Village and civil parish in South Yorkshire, England

Langsett is a village and civil parish in the Metropolitan Borough of Barnsley, South Yorkshire, England. It lies on the edge of the Peak District National Park. At the 2001 census it had a population of 161, increasing to 222 at the 2011 Census.

The name Langsett derives from the Old English langsīde meaning "long hill slope".

In the early medieval period, Langsett was known as Penisale. It held a royal charter entitling it to hold a weekly market on Tuesdays and an annual three-day fair, but these were held somewhere in the country rather than in the village itself. The market charter was later used to start a market in Penistone.

A tradition associates the location of Penisale market with a cross near the junction of Cross Lane and Hartcliffe Road. This theory is rejected by Neville T. Sharpe, who holds that this was a wayside cross used as a guide by travellers.

● ● ● ● ●

**TASK 1:**
According to the Langsett text, what was the village's population at the 2011 Census?
**TASK 2:**
In the Langsett text, why does Neville T. Sharpe reject the tradition linking the cross near Cross Lane and Hartcliffe Road with Penisale market? Answer in one to three sentences.
**TASK 3:**
Please carry the Langsett text on from its final sentence.

● ● ● ● ●

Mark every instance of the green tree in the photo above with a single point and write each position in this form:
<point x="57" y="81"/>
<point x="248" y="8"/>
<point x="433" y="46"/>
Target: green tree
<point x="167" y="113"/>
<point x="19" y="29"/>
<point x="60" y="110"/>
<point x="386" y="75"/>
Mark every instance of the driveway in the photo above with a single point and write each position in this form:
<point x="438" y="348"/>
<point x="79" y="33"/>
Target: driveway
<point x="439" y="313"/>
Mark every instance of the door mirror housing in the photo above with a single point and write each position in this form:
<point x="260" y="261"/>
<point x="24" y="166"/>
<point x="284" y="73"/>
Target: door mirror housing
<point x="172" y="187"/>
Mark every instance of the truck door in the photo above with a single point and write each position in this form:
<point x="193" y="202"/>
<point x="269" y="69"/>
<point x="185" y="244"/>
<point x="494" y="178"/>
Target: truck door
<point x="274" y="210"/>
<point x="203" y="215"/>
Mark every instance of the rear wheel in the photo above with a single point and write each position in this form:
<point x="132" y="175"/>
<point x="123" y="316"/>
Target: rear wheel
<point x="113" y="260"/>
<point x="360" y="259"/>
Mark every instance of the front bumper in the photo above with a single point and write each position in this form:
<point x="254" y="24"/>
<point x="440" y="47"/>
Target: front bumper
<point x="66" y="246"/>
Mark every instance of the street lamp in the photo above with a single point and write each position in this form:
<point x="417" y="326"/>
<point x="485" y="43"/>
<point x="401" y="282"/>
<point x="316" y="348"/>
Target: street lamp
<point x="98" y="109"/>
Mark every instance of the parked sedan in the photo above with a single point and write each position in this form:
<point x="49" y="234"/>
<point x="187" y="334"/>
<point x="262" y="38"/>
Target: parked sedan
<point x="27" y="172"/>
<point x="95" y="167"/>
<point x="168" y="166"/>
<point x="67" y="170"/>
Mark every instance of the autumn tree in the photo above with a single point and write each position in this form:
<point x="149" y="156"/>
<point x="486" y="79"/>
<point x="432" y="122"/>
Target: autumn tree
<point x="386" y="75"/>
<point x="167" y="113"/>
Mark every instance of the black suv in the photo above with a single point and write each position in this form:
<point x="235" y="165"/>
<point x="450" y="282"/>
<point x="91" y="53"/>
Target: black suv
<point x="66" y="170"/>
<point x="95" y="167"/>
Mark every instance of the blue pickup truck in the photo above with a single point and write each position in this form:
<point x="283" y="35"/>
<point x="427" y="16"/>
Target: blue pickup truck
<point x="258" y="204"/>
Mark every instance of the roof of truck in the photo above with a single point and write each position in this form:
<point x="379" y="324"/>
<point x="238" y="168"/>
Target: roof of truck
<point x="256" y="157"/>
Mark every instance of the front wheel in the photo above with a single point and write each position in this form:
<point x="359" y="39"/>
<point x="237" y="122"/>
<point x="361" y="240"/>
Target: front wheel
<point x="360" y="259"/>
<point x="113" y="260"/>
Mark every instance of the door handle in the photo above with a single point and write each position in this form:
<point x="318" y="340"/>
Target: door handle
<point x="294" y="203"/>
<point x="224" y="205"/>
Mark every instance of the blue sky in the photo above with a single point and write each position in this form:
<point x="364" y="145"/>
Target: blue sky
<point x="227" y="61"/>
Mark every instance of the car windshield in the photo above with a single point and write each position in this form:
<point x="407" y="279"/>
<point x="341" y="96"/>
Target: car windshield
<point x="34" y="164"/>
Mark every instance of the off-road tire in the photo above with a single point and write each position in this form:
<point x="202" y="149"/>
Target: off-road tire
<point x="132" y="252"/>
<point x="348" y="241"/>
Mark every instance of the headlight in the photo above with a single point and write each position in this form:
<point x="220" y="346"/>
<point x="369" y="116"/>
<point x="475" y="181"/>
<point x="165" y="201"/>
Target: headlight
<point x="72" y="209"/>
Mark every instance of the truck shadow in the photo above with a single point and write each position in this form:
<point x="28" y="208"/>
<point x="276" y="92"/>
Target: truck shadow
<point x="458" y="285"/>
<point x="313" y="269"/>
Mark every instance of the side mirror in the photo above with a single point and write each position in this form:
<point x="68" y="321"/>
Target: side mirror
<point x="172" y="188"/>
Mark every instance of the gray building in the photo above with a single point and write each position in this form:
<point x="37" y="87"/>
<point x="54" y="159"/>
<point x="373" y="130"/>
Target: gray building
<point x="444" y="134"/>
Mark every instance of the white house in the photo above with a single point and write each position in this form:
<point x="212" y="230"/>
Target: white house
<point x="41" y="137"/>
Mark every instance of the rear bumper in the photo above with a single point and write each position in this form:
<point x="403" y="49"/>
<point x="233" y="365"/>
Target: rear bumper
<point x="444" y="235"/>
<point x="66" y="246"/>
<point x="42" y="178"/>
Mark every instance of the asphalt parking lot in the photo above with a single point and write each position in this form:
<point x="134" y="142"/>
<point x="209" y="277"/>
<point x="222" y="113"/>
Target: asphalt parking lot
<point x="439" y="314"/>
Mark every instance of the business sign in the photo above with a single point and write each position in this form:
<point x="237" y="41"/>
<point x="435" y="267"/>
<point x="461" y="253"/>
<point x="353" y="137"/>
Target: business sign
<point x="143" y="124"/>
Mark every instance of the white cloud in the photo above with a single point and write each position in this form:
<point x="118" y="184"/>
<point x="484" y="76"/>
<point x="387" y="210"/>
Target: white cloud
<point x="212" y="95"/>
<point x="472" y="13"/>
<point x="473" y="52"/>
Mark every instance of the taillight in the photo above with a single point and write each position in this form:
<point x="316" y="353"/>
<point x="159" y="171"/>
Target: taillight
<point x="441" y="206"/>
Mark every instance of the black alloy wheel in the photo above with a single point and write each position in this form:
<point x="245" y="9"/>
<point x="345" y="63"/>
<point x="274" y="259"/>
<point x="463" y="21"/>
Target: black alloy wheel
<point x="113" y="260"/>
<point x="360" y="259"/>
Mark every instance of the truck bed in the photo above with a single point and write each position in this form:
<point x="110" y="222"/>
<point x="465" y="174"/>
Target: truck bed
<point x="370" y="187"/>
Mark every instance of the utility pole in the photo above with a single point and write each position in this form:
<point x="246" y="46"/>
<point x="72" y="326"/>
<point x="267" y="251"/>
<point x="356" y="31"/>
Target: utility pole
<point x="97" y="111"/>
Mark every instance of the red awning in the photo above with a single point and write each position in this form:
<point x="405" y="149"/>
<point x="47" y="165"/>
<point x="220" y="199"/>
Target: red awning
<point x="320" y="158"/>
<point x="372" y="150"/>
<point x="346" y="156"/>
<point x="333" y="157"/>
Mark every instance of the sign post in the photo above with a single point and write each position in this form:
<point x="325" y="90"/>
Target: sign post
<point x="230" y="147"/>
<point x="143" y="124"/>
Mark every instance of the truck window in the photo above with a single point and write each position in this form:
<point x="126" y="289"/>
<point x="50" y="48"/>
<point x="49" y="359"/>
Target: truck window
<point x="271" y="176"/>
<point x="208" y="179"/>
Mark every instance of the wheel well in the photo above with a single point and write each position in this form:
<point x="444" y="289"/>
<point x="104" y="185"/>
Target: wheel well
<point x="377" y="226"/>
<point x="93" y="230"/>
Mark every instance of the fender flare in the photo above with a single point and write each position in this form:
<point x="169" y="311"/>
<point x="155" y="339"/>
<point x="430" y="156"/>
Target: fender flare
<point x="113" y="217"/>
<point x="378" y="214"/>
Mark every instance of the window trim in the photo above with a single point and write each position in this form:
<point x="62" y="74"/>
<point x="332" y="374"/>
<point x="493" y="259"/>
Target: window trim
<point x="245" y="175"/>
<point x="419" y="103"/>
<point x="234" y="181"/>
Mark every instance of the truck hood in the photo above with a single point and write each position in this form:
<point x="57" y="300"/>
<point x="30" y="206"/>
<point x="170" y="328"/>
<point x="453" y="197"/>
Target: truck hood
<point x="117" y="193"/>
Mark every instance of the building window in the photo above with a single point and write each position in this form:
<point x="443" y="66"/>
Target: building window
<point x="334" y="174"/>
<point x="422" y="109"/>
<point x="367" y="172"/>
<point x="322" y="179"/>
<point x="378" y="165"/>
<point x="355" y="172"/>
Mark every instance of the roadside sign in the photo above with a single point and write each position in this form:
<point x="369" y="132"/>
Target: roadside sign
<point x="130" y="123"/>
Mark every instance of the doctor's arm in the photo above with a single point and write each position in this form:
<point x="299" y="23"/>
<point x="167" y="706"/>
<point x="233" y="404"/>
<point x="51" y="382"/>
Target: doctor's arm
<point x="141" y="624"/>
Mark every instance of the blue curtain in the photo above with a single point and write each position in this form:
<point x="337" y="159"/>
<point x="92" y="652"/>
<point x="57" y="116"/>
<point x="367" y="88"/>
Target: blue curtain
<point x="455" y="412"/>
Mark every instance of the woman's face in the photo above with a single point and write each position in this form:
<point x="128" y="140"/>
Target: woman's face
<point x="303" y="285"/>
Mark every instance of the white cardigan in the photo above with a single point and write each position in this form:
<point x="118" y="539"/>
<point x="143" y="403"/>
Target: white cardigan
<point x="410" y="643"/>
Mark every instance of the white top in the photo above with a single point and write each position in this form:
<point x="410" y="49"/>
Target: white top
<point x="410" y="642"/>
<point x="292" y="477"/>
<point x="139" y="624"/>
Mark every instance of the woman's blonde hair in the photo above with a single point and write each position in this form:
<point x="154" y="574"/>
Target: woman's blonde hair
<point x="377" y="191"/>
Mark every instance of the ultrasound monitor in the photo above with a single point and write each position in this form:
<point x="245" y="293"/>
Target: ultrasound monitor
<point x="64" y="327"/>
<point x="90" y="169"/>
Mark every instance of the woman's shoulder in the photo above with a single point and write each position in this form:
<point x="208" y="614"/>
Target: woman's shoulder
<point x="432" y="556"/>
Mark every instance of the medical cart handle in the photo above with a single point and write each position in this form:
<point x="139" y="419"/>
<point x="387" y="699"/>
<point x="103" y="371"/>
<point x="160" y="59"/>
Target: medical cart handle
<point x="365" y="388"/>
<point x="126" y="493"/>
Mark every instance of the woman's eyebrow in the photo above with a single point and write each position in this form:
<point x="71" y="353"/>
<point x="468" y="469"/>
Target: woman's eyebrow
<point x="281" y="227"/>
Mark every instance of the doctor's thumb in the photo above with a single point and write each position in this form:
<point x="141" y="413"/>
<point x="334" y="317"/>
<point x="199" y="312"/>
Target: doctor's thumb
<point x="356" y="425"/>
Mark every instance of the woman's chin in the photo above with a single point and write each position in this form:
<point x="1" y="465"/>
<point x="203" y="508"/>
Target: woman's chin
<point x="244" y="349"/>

● ● ● ● ●

**ANSWER SPACE 1:**
222

**ANSWER SPACE 2:**
Sharpe rejects the tradition because he holds that the cross was a wayside cross that travelers used as a guide, not a market site.

**ANSWER SPACE 3:**
In chronostratigraphy, the British sub-stage of the Carboniferous period, the 'Langsettian' derives its name from a study of geological exposures in the banks of the Little Don River near Langsett.

Langsett was historically part of the West Riding of Yorkshire in the Wapentake of Staincross, an area that almost corresponds with the modern day Metropolitan Borough of Barnsley.

The Peak District Boundary Walk runs through the village.